Exercise requirements:
Transcribe, exactly as they appear, only the lines from the one holding "pick out the yellow" through the end of the entries below.

■ ■ ■ ■ ■ ■ ■

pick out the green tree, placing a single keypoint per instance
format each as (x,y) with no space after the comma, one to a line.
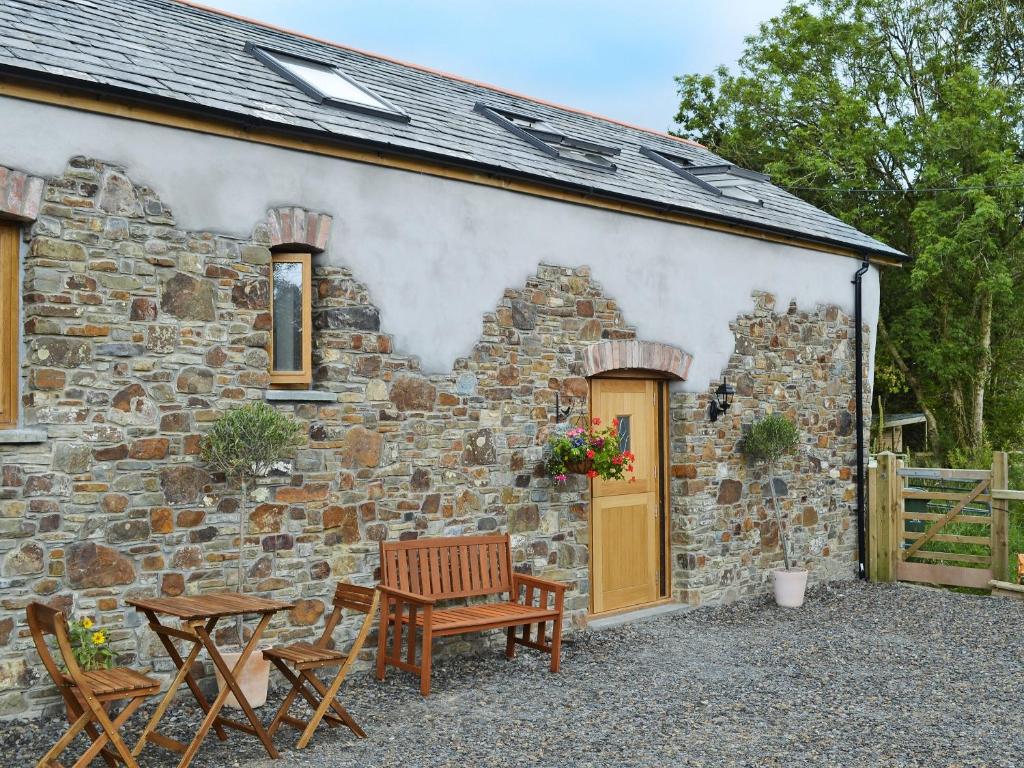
(244,444)
(766,442)
(903,118)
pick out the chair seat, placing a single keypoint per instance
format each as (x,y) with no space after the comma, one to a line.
(120,682)
(484,615)
(305,653)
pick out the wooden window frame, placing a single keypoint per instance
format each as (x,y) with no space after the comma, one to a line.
(305,376)
(10,289)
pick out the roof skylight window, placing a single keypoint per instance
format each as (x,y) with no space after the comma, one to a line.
(723,179)
(550,140)
(327,84)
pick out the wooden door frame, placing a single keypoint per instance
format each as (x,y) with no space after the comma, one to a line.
(665,508)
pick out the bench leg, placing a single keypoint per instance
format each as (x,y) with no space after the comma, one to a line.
(385,623)
(556,643)
(425,657)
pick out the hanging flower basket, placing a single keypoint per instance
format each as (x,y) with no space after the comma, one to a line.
(579,467)
(589,451)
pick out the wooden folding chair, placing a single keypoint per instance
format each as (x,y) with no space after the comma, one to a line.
(94,689)
(305,658)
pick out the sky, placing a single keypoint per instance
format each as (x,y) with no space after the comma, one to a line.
(616,58)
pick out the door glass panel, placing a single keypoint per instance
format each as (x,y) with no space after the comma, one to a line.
(287,315)
(624,433)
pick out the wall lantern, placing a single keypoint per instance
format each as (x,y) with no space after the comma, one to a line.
(723,398)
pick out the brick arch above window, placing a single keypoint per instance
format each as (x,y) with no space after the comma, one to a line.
(20,195)
(296,227)
(622,354)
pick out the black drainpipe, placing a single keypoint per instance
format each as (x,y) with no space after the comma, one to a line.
(859,354)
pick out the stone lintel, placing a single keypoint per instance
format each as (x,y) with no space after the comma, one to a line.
(20,195)
(622,354)
(292,226)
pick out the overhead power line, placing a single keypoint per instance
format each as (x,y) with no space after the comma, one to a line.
(912,190)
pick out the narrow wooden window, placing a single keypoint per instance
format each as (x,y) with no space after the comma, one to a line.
(291,309)
(10,359)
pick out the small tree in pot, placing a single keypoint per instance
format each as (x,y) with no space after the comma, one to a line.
(766,442)
(244,444)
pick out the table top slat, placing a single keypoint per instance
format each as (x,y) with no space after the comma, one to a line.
(209,606)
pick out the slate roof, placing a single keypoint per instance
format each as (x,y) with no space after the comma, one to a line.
(178,54)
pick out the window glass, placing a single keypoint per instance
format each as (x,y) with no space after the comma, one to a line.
(625,433)
(328,81)
(288,324)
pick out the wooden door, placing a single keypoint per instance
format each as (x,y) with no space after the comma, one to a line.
(626,516)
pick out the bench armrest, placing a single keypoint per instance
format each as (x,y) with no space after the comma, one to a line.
(406,596)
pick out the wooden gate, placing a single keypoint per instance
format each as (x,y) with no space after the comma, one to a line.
(945,526)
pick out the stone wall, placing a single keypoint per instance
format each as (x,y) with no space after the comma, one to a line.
(137,334)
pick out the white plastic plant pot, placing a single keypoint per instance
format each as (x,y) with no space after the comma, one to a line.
(790,587)
(253,679)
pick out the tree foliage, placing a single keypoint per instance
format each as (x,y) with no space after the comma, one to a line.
(245,443)
(767,441)
(904,118)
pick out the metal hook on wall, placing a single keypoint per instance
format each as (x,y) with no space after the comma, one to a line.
(562,414)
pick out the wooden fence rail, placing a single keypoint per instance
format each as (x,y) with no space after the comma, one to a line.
(901,541)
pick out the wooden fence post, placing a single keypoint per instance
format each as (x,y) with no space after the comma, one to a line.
(884,517)
(1000,517)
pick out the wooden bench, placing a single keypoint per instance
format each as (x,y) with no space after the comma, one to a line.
(418,574)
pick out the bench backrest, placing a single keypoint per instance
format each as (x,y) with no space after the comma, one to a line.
(446,567)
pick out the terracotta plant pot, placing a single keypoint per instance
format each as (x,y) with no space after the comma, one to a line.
(790,587)
(581,467)
(253,678)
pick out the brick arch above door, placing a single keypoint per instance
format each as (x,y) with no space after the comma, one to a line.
(621,354)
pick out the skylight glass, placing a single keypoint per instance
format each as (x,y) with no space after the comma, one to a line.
(326,83)
(550,139)
(723,179)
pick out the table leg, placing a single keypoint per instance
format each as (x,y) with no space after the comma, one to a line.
(184,674)
(183,666)
(230,686)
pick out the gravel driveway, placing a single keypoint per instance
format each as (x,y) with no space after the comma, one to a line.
(865,675)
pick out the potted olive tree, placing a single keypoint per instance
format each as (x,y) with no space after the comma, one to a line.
(766,442)
(243,444)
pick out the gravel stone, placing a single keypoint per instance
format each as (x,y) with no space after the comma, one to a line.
(864,675)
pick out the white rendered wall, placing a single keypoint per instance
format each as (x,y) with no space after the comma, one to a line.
(437,254)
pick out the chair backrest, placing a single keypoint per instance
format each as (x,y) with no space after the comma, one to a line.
(46,622)
(446,567)
(353,597)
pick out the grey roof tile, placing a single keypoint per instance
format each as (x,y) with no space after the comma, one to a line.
(177,52)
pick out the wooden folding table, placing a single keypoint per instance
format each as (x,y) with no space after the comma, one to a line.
(199,616)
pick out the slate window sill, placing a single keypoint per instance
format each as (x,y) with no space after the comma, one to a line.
(22,436)
(299,395)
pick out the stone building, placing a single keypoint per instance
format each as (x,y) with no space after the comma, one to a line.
(449,262)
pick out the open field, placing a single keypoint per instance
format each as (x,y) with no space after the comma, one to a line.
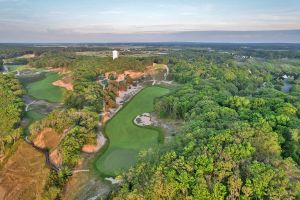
(24,175)
(127,139)
(43,89)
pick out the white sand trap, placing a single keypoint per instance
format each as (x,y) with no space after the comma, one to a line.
(143,120)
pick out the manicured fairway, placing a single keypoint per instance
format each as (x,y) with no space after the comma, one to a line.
(43,89)
(126,140)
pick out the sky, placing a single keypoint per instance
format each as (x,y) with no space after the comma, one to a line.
(149,20)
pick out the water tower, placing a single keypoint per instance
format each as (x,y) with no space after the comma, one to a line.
(115,54)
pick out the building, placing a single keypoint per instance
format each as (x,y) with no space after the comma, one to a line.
(115,54)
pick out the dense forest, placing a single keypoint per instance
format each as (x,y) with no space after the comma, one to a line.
(240,139)
(11,109)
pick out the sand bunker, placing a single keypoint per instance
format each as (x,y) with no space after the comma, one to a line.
(92,148)
(62,83)
(47,138)
(56,158)
(144,120)
(60,70)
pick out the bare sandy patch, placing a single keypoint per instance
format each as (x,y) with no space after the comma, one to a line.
(60,70)
(92,148)
(62,83)
(56,158)
(47,138)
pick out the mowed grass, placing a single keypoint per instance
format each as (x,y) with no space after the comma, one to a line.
(43,89)
(126,139)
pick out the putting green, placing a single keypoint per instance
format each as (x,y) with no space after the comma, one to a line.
(126,139)
(43,89)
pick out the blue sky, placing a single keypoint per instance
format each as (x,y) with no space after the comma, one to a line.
(79,20)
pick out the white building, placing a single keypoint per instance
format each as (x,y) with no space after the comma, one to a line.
(115,54)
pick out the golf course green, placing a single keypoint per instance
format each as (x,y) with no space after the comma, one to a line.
(126,139)
(43,89)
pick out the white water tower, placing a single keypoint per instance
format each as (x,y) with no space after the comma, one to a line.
(115,54)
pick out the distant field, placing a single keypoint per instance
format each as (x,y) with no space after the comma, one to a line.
(127,139)
(43,89)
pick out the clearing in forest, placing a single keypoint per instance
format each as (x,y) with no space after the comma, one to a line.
(43,89)
(126,139)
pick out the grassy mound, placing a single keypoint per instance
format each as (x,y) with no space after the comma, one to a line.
(43,89)
(126,140)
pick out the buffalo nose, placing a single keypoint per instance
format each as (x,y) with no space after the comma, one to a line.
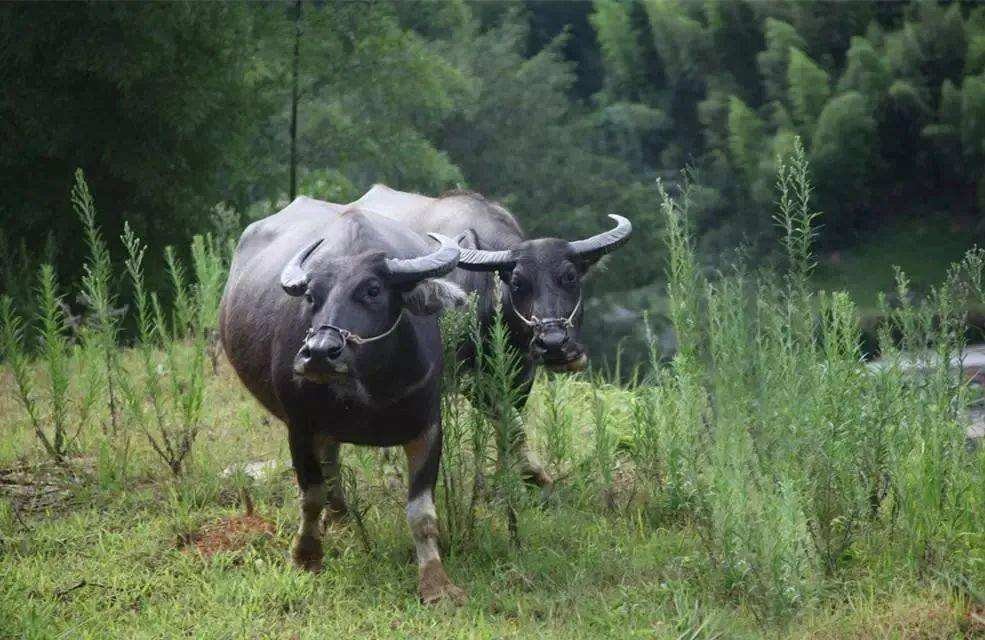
(324,346)
(551,341)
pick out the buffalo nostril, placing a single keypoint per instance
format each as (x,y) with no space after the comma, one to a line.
(551,341)
(333,352)
(325,352)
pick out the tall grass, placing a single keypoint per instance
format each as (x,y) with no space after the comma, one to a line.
(790,455)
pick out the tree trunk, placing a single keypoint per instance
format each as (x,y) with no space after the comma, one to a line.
(294,101)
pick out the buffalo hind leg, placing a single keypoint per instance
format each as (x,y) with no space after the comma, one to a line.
(336,510)
(307,550)
(423,458)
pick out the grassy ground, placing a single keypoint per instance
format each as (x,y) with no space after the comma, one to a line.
(765,484)
(101,560)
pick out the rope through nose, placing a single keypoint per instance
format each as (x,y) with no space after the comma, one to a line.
(348,336)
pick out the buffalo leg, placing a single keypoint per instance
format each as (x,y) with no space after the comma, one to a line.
(531,468)
(307,551)
(336,509)
(423,458)
(511,431)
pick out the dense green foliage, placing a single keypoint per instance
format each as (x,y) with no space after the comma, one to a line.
(886,97)
(564,112)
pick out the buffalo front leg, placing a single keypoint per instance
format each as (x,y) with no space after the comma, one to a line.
(307,550)
(423,458)
(336,510)
(529,465)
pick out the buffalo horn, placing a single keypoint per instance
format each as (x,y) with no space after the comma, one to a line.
(591,249)
(293,278)
(438,263)
(479,260)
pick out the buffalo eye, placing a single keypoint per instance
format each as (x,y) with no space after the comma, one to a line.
(517,284)
(569,277)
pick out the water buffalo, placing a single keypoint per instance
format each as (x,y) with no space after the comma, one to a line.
(539,280)
(314,321)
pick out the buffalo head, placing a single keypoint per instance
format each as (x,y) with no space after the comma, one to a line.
(543,280)
(354,304)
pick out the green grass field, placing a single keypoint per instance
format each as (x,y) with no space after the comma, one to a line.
(766,484)
(100,560)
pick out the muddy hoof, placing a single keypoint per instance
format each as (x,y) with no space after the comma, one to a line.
(435,586)
(307,553)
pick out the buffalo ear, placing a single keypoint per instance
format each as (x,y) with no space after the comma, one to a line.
(467,239)
(433,295)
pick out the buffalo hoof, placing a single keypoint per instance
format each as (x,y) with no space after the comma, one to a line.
(434,585)
(307,553)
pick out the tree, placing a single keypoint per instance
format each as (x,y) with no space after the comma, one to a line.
(809,88)
(155,101)
(843,158)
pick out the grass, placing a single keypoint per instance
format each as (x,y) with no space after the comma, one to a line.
(766,483)
(581,572)
(922,247)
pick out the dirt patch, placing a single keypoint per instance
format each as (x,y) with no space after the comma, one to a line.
(229,534)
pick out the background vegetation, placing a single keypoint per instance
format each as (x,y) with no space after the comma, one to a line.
(180,114)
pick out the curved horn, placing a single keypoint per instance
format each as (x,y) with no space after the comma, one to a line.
(293,278)
(432,265)
(591,249)
(479,260)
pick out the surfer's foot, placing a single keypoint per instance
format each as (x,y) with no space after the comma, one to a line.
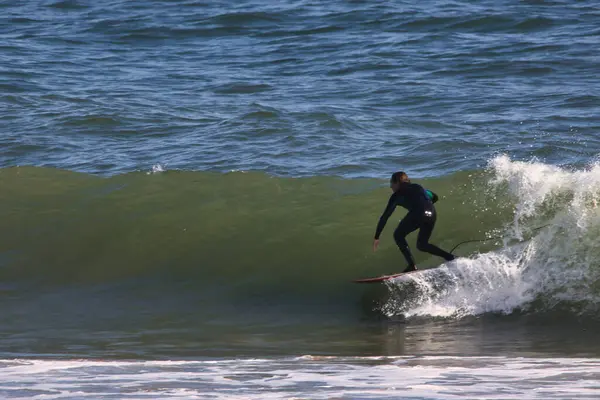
(410,268)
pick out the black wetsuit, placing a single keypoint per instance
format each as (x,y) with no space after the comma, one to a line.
(421,215)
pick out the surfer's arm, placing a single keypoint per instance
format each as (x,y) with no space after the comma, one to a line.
(389,209)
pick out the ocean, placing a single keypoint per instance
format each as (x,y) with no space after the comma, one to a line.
(188,190)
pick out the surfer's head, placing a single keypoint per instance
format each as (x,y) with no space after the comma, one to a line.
(398,178)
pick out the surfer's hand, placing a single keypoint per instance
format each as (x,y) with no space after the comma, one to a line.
(375,244)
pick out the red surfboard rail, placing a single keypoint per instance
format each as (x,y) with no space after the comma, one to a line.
(386,277)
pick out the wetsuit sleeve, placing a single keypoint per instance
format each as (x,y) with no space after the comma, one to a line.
(389,209)
(433,196)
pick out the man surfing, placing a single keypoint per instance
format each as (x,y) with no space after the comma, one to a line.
(421,215)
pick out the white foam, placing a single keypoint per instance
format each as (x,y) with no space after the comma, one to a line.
(558,264)
(156,169)
(305,377)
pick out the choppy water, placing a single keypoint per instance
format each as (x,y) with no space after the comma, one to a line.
(297,87)
(188,189)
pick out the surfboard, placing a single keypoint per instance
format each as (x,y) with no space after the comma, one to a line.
(384,278)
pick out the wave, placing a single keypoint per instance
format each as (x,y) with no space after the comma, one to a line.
(252,237)
(555,271)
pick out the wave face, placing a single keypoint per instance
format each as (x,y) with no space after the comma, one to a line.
(555,271)
(251,238)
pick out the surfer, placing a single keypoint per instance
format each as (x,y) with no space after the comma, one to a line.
(421,215)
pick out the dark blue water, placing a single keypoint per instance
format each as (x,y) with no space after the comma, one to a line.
(350,88)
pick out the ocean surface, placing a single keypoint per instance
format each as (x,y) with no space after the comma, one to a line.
(188,189)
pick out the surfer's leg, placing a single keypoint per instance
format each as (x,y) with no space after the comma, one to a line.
(406,226)
(423,244)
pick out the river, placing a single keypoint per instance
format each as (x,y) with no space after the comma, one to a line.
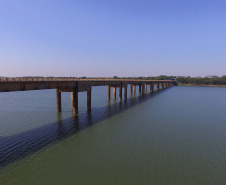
(173,137)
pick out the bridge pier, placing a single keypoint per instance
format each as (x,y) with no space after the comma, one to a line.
(151,88)
(144,87)
(120,93)
(140,89)
(109,93)
(115,93)
(74,99)
(134,90)
(58,93)
(89,100)
(125,92)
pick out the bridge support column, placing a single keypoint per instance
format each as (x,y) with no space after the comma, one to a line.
(89,100)
(74,99)
(58,93)
(140,89)
(125,93)
(151,88)
(144,86)
(115,93)
(120,93)
(109,93)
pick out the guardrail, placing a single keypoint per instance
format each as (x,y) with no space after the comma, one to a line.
(30,79)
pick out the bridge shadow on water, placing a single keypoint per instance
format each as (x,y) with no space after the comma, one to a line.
(15,147)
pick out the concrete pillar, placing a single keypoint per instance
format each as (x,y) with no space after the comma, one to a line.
(125,92)
(134,89)
(145,87)
(151,87)
(120,93)
(140,89)
(58,93)
(109,92)
(74,99)
(89,100)
(114,93)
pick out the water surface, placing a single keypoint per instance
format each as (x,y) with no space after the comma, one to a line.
(176,136)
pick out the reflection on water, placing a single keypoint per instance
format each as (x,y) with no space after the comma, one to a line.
(19,145)
(173,137)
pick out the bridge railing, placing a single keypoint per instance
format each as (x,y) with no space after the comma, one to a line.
(50,79)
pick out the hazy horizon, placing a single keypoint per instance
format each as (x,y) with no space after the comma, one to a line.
(112,38)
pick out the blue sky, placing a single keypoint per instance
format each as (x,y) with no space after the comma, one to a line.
(104,38)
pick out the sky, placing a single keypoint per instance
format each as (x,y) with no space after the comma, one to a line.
(106,38)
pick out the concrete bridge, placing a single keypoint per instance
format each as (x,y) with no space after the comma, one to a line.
(75,85)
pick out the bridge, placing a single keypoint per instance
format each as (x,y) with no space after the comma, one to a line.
(75,85)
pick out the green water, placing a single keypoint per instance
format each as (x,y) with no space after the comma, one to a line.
(174,137)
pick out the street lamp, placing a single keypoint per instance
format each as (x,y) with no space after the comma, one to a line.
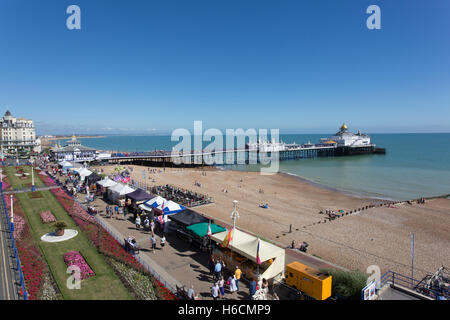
(234,216)
(12,214)
(33,188)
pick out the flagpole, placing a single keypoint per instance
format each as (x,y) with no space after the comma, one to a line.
(257,257)
(234,215)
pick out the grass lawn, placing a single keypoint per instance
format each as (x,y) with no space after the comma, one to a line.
(104,285)
(18,183)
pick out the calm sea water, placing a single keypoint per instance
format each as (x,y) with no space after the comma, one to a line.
(415,164)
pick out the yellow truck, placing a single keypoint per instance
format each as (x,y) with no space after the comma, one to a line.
(308,280)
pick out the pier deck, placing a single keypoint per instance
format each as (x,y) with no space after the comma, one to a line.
(235,156)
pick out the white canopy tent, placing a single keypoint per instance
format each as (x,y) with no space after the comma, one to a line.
(107,182)
(156,202)
(83,172)
(65,164)
(246,245)
(119,190)
(145,207)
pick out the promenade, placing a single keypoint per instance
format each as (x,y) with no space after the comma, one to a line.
(177,263)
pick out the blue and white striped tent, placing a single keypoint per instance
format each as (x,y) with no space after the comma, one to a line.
(171,208)
(155,202)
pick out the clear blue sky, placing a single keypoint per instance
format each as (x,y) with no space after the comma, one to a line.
(296,65)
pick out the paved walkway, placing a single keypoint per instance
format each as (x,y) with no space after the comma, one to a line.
(30,190)
(8,287)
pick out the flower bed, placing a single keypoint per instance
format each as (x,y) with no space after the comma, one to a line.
(104,241)
(32,264)
(5,185)
(47,217)
(49,182)
(74,258)
(34,195)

■ ■ ■ ■ ■ ■ ■

Result of this task:
pick out the yellow truck, placing a single keypoint per instance
format each as (x,y) with no space after the comma, one to a line.
(308,280)
pick out the pier deck, placing a single keypoint per instance
format each as (x,y) with no space after the comma, one to a line.
(235,156)
pick out the white canopy tent, placing a single keypoint per instance
format each as (x,y) with no space after the comma, one to a line.
(107,182)
(156,202)
(83,172)
(65,164)
(246,245)
(119,190)
(145,207)
pick out the promenade, placing a single keypoint per instance
format each as (x,y) with no space after the comma, one to a line.
(177,263)
pick out the blue and white striped tent, placing a single keypoint per instance
format each as (x,y) with no space after the comma, one to a line.
(171,208)
(155,202)
pick out the clear blue sky, placing a single keypoint per instance
format each as (x,y) with no space after the comma, one to a line.
(296,65)
pick out the paved walkway, placing a single keypoint per instance
format each as (x,y) with no space after the comma, one to a line.
(30,190)
(8,287)
pick out the flower bed, placing a single keypoint per instance
format each as (x,y) with no space after the comma, one to a line.
(104,241)
(32,264)
(5,185)
(47,217)
(49,182)
(74,258)
(34,195)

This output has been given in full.